EXERCISE OBJECTIVE: In the piece on Christmas movies below, transcribe the passage word for word, from "Out of all the" up to and including "so much more.".

SOURCE:

----

Out of all the holidays, Christmas holds the distinct honor of easily having the most movies made about it. Most are forgettable Hallmark Channel garbage, but some are true classics like It’s a Wonderful Life, Miracle on 34th Street and Jingle All the Way. That’s right, Jingle All the Way is a holiday classic!
I was very surprised to learn that many haven’t even heard of this 90’s Christmas gem while perusing Reddit today. I guess it’s somewhat unsurprising as the movie was never really taken seriously, thanks to weak reviews upon its release. It gets zero respect when compared to other lauded contemporary Christmas films like Home Alone and Christmas Vacation, but in my opinion, it deserves so much more.

----

DATA BLOCK:
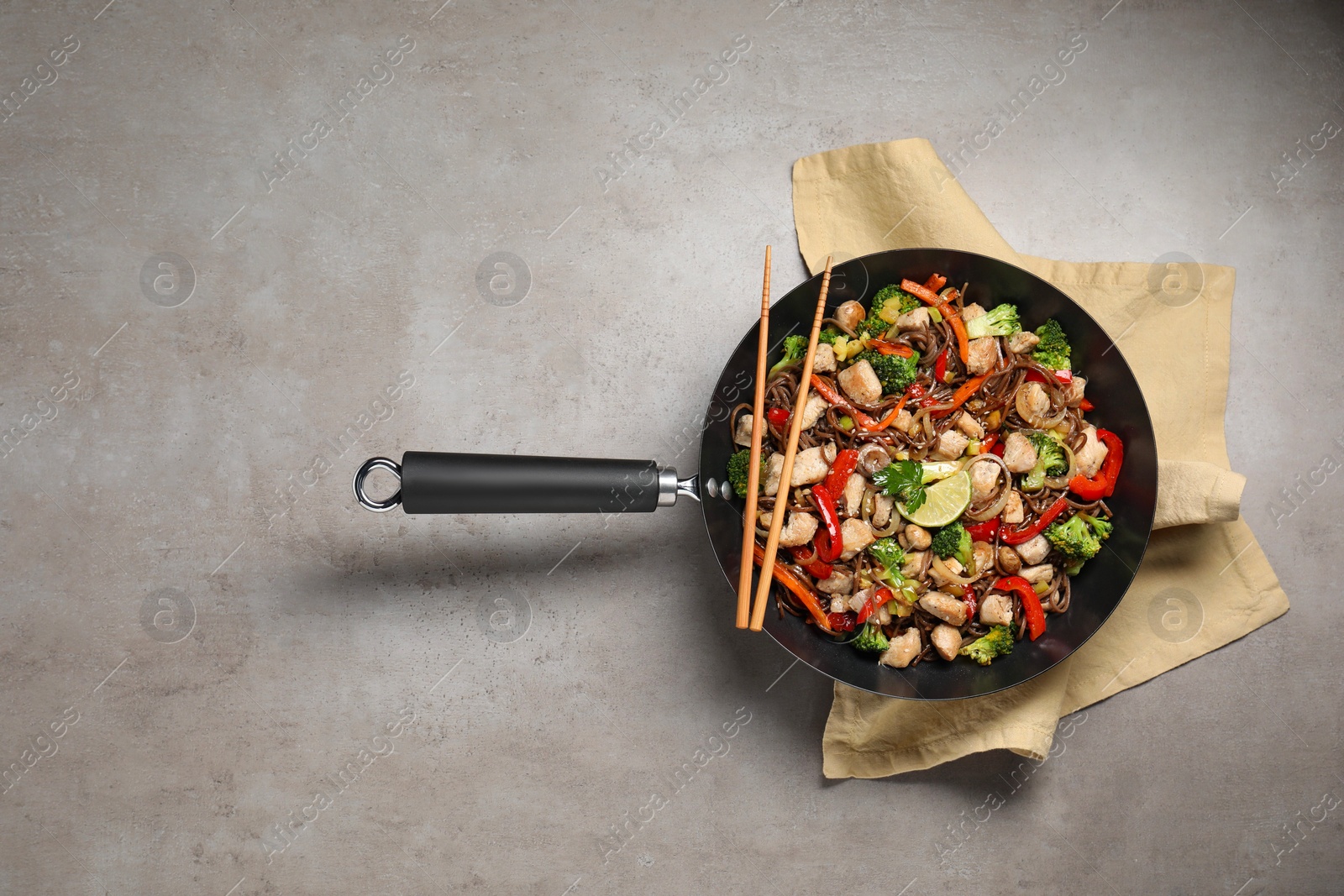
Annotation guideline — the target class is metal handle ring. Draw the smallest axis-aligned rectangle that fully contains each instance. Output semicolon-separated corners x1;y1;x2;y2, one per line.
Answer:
354;457;402;513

----

TASK RESPONSE:
Out of all the holidays, Christmas holds the distinct honor of easily having the most movies made about it. Most are forgettable Hallmark Channel garbage, but some are true classics like It’s a Wonderful Life, Miracle on 34th Street and Jingle All the Way. That’s right, Jingle All the Way is a holiday classic!
I was very surprised to learn that many haven’t even heard of this 90’s Christmas gem while perusing Reddit today. I guess it’s somewhat unsurprising as the movie was never really taken seriously, thanks to weak reviews upon its release. It gets zero respect when compared to other lauded contemporary Christmas films like Home Alone and Christmas Vacation, but in my opinion, it deserves so much more.